§ GOAL OF THE EXERCISE
Copy the items from the start of the records through the line containing "(1128, 173)", including the requests, and shift every answer point by adding 62 to both of its coordinates. Leave the pictures out of your answer.

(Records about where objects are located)

════════

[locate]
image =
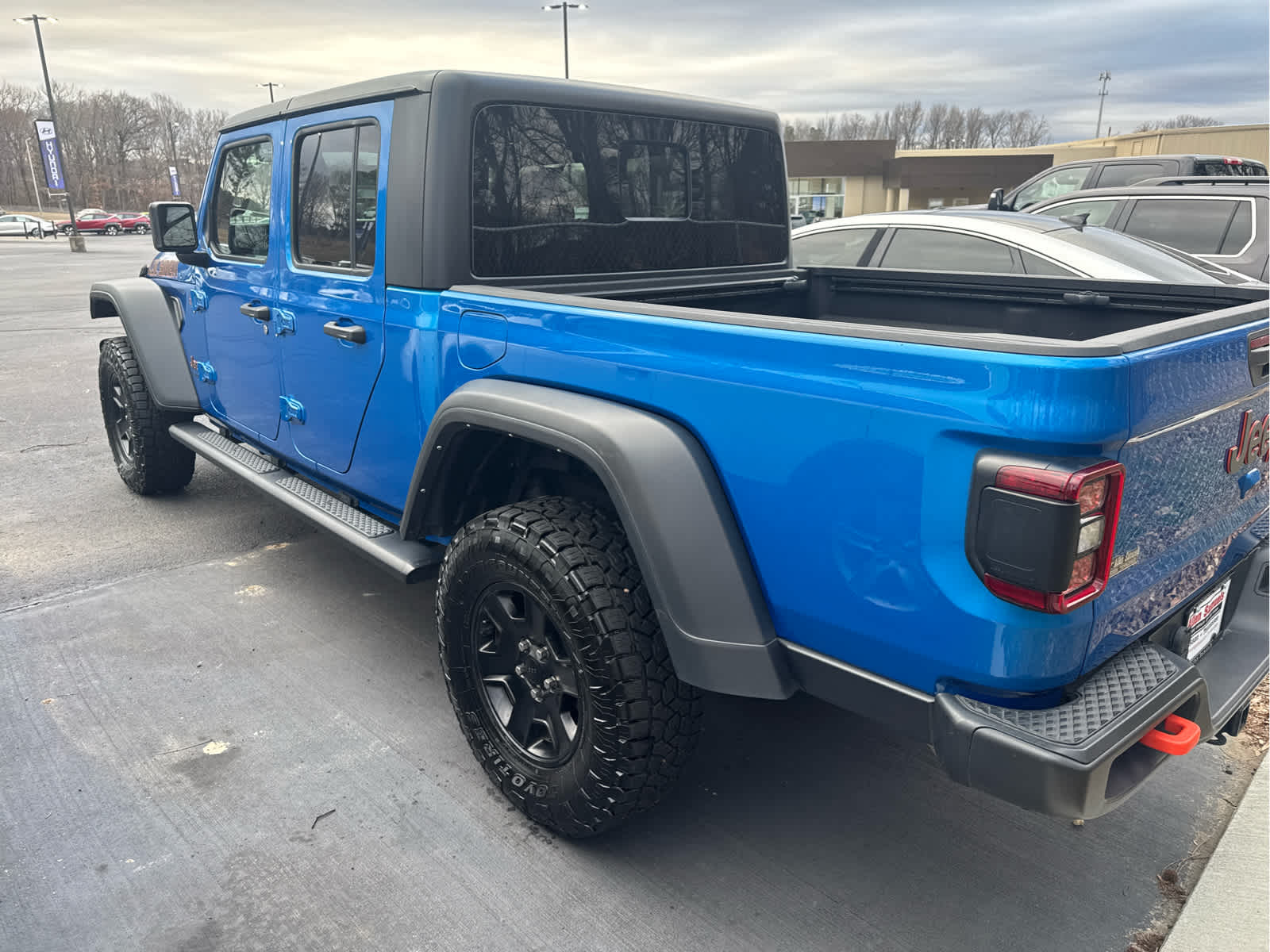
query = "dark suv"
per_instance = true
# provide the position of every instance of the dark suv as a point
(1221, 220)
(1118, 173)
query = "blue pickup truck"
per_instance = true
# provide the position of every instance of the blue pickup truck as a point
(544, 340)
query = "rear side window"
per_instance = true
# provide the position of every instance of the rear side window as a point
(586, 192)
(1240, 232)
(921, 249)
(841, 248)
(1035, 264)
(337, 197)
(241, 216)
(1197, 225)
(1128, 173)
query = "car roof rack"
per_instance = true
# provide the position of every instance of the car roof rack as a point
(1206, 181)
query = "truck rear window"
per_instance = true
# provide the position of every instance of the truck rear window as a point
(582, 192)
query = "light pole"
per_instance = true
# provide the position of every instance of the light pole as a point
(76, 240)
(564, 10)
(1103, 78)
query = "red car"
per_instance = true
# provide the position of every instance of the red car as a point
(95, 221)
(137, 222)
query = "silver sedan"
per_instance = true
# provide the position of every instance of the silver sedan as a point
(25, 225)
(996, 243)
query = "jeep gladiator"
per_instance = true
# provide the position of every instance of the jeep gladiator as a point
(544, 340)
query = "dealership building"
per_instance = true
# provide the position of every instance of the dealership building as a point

════════

§ SOLUTION FOR THIS PROBLEM
[locate]
image =
query = "dark suv"
per_instance = true
# provide the position of every instance of the dark suv as a point
(1283, 282)
(1180, 235)
query = "blue pickup truck"
per_instance = true
# provide the position of every instance of the blue pickup truck as a point
(606, 402)
query = "rear side window"
per_instance = true
# provide the position of every instance of the rear side window as a point
(648, 254)
(1302, 294)
(983, 311)
(903, 310)
(1097, 326)
(399, 259)
(303, 278)
(1259, 287)
(1190, 235)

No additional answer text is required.